Instrucciones de trabajo:
1 > Según el texto dado, ¿cuántos años tenían los chavales a los que daba clase de Lengua?
2 > Escribe tal cual, del texto dado, el tramo que va desde "A la vez retrata" hasta "organizar nuestro interior.".

Texto dado:
☆ ☆ ☆

Tengo la impresión de estar cerca de algo que se asemeja al monólogo interior. De ahí que no haya una continuidad temporal –que sería más propio de la autobiografía-, cada situación surge desordenada, impulsada en cada momento por el recuerdo, que llega a nosotros sin un orden concreto. Un monólogo interior que puede resultar una confesión, una catarsis, un ajuste de cuentas con su pasado y con él mismo. Es difícil saberlo; además no importa tanto la raíz, importa más el resultado. Quizás podría ayudar a algún lector a enfrentarse con preguntas que nunca se hizo o que nunca quiso hacer.

A la vez retrata al país. En cierto modo es una novela costumbrista, sociológica.  Retrata el ayer de su familia, y de muchas familias; junto al suyo propio. Dibuja también su presente y el de muchos lectores. Quizás sea ese un factor que ha contribuido a su éxito. Al hablar de un amigo de la familia, que era soltero, reconoce que era una España en la que los que no estaban casados no estaban preparados para vivir solos: era una sociedad que tenía unos caminos muy definidos, nadie podía salirse de ellos. Ahora sí puede desenvolverse un hombre solo, como lo hace él: disfruta con su fregona, al fregar triunfa sobre la suciedad y el polvo. Esto me hace pensar en que cuando se ordena lo exterior,  sentimos una satisfacción, que no hallamos cuando nos vemos incapaces de organizar nuestro interior.   

Alude en otro momento a la relación con la enfermedad y con los médicos: Mientras los médicos cobraban su nómina mensual, mi padre se moría. La frase me resulta enigmática, pero quizás quiso decir que hubo buena praxis sanitaria – que hace al facultativo merecedor de un sueldo-, pero ¿faltó trato humano? No sé, a lo mejor hago una interpretación mediatizada por alguna experiencia personal.

Expone su experiencia como profesor de Lengua: Eran chavales de catorce años a quienes no quería nadie; chavales a quienes el Estado había derivado a supuestos estudios profesionales, la famosa FP. (…) Me pasaba el día explicando la tilde diacrítica. Lo entiendo.

☆ ☆ ☆

Datos para revisar:
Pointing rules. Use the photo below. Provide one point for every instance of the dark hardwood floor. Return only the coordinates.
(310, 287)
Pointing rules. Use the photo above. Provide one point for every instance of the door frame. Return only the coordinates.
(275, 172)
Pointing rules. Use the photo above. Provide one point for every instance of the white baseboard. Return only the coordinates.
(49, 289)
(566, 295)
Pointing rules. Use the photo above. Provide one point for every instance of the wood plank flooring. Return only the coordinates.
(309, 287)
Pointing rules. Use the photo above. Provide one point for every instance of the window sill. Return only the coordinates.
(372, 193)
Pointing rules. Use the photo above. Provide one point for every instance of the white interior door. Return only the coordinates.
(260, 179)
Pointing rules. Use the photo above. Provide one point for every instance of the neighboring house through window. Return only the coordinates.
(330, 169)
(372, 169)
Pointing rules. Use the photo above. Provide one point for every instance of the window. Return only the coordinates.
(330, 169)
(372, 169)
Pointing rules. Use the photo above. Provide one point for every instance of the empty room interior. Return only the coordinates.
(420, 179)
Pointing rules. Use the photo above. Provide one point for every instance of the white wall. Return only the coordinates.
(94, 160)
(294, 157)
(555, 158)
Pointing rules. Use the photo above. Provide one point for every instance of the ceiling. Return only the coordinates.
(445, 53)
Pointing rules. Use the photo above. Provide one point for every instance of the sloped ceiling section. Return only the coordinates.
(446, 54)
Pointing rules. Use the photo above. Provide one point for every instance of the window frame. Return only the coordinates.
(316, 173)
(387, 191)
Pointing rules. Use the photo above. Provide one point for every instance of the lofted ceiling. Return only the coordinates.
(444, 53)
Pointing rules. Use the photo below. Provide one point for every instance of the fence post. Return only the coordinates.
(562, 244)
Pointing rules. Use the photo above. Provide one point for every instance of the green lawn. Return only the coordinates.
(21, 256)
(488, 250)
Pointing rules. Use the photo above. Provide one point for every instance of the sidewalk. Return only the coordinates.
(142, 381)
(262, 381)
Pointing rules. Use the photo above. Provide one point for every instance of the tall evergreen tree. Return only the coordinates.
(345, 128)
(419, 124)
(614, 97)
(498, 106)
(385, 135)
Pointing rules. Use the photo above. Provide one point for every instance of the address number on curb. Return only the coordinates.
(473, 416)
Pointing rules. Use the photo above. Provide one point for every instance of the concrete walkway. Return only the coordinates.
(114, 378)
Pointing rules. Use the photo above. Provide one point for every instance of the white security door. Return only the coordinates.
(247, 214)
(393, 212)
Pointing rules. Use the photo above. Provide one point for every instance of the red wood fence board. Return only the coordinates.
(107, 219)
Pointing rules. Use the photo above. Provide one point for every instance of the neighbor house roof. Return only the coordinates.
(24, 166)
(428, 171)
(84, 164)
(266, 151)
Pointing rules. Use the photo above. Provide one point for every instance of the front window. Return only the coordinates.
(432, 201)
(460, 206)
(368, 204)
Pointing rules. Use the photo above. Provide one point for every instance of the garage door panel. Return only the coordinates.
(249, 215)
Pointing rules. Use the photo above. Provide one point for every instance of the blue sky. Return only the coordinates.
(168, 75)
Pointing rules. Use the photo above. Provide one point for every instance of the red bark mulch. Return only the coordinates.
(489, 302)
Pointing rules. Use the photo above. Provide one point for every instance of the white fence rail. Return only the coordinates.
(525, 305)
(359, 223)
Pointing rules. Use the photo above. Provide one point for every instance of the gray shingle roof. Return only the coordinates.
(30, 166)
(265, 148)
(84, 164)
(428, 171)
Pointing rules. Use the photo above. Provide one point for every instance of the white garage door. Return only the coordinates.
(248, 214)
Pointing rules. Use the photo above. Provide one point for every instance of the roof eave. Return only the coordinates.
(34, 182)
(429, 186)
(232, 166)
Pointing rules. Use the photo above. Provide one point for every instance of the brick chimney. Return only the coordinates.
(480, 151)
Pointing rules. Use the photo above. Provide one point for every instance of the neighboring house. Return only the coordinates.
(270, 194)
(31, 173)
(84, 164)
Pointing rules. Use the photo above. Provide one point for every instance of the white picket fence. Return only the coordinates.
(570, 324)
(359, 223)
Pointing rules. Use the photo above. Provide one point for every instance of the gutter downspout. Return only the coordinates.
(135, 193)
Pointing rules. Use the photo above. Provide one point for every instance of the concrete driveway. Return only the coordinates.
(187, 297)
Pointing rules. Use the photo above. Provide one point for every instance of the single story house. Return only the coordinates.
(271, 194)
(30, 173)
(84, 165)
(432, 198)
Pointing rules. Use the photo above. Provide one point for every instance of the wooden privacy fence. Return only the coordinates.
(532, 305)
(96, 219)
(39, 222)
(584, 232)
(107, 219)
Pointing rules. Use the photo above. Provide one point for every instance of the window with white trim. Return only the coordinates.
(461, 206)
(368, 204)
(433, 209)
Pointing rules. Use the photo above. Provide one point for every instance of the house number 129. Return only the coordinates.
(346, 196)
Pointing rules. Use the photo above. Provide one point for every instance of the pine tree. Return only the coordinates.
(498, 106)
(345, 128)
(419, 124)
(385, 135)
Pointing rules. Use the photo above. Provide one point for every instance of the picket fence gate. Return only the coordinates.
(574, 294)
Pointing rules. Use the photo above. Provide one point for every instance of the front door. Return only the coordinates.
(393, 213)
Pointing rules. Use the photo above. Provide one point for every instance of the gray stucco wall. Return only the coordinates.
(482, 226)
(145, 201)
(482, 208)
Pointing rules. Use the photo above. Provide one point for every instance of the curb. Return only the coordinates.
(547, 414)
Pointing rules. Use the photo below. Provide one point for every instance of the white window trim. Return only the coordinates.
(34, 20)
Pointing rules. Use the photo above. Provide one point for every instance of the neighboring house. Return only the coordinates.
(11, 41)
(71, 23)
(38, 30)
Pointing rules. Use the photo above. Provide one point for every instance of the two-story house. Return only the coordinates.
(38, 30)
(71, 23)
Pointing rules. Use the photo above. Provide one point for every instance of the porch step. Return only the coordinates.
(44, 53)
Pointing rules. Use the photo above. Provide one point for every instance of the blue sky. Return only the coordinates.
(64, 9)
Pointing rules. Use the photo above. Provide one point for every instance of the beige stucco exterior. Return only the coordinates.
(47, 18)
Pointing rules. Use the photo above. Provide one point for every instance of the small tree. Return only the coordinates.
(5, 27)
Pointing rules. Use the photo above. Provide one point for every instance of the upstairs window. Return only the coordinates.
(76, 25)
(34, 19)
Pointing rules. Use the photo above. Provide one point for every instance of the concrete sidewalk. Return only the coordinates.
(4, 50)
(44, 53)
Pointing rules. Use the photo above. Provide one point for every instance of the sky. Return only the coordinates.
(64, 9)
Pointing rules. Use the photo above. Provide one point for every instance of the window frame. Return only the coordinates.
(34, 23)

☆ ☆ ☆

Respuestas por tarea:
1 > Catorce años.

2 >
A la vez retrata al país. En cierto modo es una novela costumbrista, sociológica.  Retrata el ayer de su familia, y de muchas familias; junto al suyo propio. Dibuja también su presente y el de muchos lectores. Quizás sea ese un factor que ha contribuido a su éxito. Al hablar de un amigo de la familia, que era soltero, reconoce que era una España en la que los que no estaban casados no estaban preparados para vivir solos: era una sociedad que tenía unos caminos muy definidos, nadie podía salirse de ellos. Ahora sí puede desenvolverse un hombre solo, como lo hace él: disfruta con su fregona, al fregar triunfa sobre la suciedad y el polvo. Esto me hace pensar en que cuando se ordena lo exterior,  sentimos una satisfacción, que no hallamos cuando nos vemos incapaces de organizar nuestro interior.